#### MATERIALS PROVIDED
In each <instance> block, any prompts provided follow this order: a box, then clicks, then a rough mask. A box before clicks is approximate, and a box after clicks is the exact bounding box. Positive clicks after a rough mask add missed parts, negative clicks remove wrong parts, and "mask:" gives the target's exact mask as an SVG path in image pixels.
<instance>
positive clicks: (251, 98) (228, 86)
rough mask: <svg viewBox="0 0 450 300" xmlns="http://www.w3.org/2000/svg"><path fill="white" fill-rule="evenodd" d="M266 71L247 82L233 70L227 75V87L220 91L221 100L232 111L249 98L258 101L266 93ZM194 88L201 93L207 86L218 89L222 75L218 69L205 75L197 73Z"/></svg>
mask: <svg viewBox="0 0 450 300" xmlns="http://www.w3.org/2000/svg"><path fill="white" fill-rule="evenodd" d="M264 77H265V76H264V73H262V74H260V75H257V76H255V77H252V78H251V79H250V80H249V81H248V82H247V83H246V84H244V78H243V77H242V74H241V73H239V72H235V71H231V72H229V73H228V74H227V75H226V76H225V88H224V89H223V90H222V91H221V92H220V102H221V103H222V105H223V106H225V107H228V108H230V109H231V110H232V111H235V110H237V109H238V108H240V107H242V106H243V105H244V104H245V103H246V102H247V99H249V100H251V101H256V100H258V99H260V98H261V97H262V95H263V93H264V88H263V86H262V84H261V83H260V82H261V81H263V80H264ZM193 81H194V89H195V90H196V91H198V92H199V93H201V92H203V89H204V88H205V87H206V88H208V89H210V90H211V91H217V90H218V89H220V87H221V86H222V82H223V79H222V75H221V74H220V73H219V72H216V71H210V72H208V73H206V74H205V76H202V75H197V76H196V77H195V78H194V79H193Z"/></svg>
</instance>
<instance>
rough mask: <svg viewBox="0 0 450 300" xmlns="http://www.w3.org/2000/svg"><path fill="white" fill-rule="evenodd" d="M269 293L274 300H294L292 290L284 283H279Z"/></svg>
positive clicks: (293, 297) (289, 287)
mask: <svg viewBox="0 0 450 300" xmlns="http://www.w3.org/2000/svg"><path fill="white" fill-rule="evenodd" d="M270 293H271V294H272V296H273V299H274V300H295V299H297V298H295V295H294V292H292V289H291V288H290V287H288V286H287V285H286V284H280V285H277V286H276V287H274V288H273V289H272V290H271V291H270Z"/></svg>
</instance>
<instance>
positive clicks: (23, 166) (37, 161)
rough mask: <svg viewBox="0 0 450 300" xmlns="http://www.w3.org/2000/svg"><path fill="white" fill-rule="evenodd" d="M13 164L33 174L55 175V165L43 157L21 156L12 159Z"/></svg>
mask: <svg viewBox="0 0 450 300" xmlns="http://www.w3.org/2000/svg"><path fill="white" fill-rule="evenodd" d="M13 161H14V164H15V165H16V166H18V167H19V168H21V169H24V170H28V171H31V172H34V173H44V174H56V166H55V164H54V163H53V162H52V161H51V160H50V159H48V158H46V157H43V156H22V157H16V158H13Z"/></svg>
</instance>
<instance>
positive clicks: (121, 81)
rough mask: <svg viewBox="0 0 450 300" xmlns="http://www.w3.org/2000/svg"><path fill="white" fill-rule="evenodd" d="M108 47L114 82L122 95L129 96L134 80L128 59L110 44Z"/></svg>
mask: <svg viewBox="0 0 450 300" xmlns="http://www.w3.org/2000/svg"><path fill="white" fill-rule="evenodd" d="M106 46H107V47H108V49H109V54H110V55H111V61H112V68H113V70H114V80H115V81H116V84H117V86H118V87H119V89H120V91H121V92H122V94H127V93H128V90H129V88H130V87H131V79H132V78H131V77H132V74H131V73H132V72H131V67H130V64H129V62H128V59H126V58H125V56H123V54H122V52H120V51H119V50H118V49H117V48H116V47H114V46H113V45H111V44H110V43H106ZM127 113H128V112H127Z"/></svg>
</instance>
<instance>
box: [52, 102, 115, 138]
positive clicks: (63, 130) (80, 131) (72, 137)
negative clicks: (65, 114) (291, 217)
########
[TASK TO COMPLETE] Nothing in the records should be altered when they are written out again.

[EXERCISE OUTPUT]
In each <instance> block, any prompts provided follow this order: a box, then clicks, then a rough mask. A box before clicks is approximate, and a box after clicks is the exact bounding box. Positive clicks after a rough mask add missed parts, negative clicks remove wrong parts, and "mask:" gives the target's exact mask as an SVG path in image pixels.
<instance>
positive clicks: (251, 98) (228, 86)
rough mask: <svg viewBox="0 0 450 300" xmlns="http://www.w3.org/2000/svg"><path fill="white" fill-rule="evenodd" d="M266 71L247 82L233 70L227 75V87L220 91L221 100L232 111L249 98L258 101L266 93ZM194 88L201 93L207 86L218 89L222 75L218 69L205 75L197 73Z"/></svg>
mask: <svg viewBox="0 0 450 300" xmlns="http://www.w3.org/2000/svg"><path fill="white" fill-rule="evenodd" d="M264 77H265V76H264V73H262V74H260V75H257V76H255V77H252V78H251V79H250V80H249V81H248V82H247V83H246V84H244V78H243V77H242V74H241V73H239V72H235V71H231V72H229V73H228V74H227V75H226V76H225V88H224V89H223V90H222V91H221V92H220V102H221V103H222V105H223V106H225V107H228V108H230V109H231V110H232V111H235V110H237V109H238V108H240V107H242V106H243V105H244V104H245V103H246V102H247V99H249V100H251V101H256V100H258V99H260V98H261V97H262V95H263V93H264V88H263V86H262V84H261V83H260V82H261V81H263V80H264ZM193 81H194V89H195V90H196V91H198V92H199V93H201V92H203V89H204V88H205V87H206V88H208V89H210V90H211V91H217V90H218V89H220V87H221V86H222V82H223V79H222V75H221V74H220V73H219V72H216V71H210V72H208V73H206V74H205V76H202V75H197V76H196V77H195V78H194V79H193Z"/></svg>
</instance>
<instance>
rough mask: <svg viewBox="0 0 450 300" xmlns="http://www.w3.org/2000/svg"><path fill="white" fill-rule="evenodd" d="M269 293L274 300H294L292 290L284 283H279Z"/></svg>
positive clicks: (293, 297) (289, 287)
mask: <svg viewBox="0 0 450 300" xmlns="http://www.w3.org/2000/svg"><path fill="white" fill-rule="evenodd" d="M270 293H271V294H272V296H273V299H274V300H295V299H297V298H295V295H294V292H292V289H291V288H290V287H288V286H287V285H286V284H280V285H277V286H276V287H274V288H273V289H272V290H271V291H270Z"/></svg>
</instance>
<instance>
positive clicks: (23, 166) (37, 161)
rough mask: <svg viewBox="0 0 450 300" xmlns="http://www.w3.org/2000/svg"><path fill="white" fill-rule="evenodd" d="M13 164L33 174L55 175V165L43 157L21 156L12 159Z"/></svg>
mask: <svg viewBox="0 0 450 300" xmlns="http://www.w3.org/2000/svg"><path fill="white" fill-rule="evenodd" d="M13 161H14V164H15V165H16V166H18V167H19V168H21V169H24V170H28V171H31V172H34V173H44V174H56V166H55V164H54V163H53V162H52V161H51V160H50V159H48V158H46V157H43V156H22V157H16V158H13Z"/></svg>
</instance>
<instance>
positive clicks: (121, 81)
rough mask: <svg viewBox="0 0 450 300" xmlns="http://www.w3.org/2000/svg"><path fill="white" fill-rule="evenodd" d="M108 47L114 82L122 95L129 96L134 80L128 59L110 44Z"/></svg>
mask: <svg viewBox="0 0 450 300" xmlns="http://www.w3.org/2000/svg"><path fill="white" fill-rule="evenodd" d="M106 46H107V47H108V49H109V54H110V55H111V61H112V68H113V70H114V80H115V81H116V84H117V86H118V87H119V89H120V91H121V92H122V94H127V93H128V90H129V88H130V87H131V79H132V78H131V77H132V74H131V73H132V72H131V67H130V64H129V62H128V59H126V58H125V56H123V54H122V52H120V51H119V50H118V49H117V48H116V47H114V46H113V45H111V44H110V43H106ZM127 113H128V112H127Z"/></svg>
</instance>
<instance>
box: [52, 102, 115, 138]
positive clicks: (63, 130) (80, 131) (72, 137)
negative clicks: (65, 114) (291, 217)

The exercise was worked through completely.